**Exercise**
Answer these questions from the excerpted text below.
(a) On which two main fronts does American Express carry risk?
(b) What does the text say it continues to see in the shares of American Express?
(c) What is the name of the new sales engagement tool that ZoomInfo rolled out?

---------- Excerpted text

American Express (AXP) carries risk on two main fronts: transaction and credit. T&E spending makes up more of American Express’ transaction volume than any other card company, which, although recovering slowly, is still comping down 65-70% Y/Y. It’s also important to note that this is higher margin business than the non-T&E categories, making it disproportionately impactful.

Will Covid-19 result in structural changes to business travel and entertainment? Given its exposure to T&E spending due to the travel-heavy appeal of its card products, we think the company's top-line will likely be impaired long-beyond a basic resumption of activity, as evidenced by the very slow recovery in T&E billings. Marred by a deteriorating merchant value proposition and staring down the double barrel of depressed payments volume and rising credit risk, we continue to see asymmetric downside in the shares of American Express and are thus keeping AXP.

ZI

An excerpt from some of our field-work on ZoomInfo (ZI):

ZI rolled out Engage, their new sales engagement tool. This is what salespeople commonly and incorrectly refer to as “auto-dialer”. This tool allows a salesperson to initiate an email or a phone call to a prospect without leaving the ZI platform. Analytical information such as salesperson productivity, success of their campaign and email open rates are then available for review by both the rep and management.

--------------------
---------- Source material

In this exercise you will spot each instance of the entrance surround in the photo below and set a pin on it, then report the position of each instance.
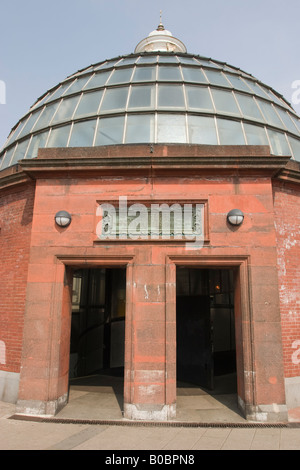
(76, 180)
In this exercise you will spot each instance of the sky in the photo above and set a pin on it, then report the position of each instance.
(43, 42)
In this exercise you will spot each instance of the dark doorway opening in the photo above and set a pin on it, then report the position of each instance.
(98, 331)
(205, 328)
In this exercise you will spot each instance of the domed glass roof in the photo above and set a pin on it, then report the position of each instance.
(152, 97)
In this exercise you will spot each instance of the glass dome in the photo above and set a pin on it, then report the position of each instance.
(156, 97)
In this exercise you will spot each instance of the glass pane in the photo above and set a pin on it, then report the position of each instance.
(98, 80)
(57, 93)
(225, 102)
(169, 73)
(202, 130)
(13, 134)
(287, 120)
(140, 129)
(66, 109)
(20, 151)
(110, 131)
(142, 97)
(198, 98)
(296, 121)
(144, 74)
(216, 78)
(77, 85)
(249, 107)
(269, 113)
(89, 104)
(279, 143)
(295, 144)
(238, 83)
(37, 141)
(256, 88)
(170, 96)
(59, 137)
(127, 61)
(29, 124)
(114, 98)
(46, 116)
(7, 158)
(193, 74)
(106, 65)
(120, 76)
(41, 100)
(230, 132)
(83, 134)
(256, 135)
(171, 128)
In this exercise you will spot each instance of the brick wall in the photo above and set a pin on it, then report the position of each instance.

--------------------

**Exercise answer**
(a) Transaction and credit.
(b) Asymmetric downside.
(c) Engage.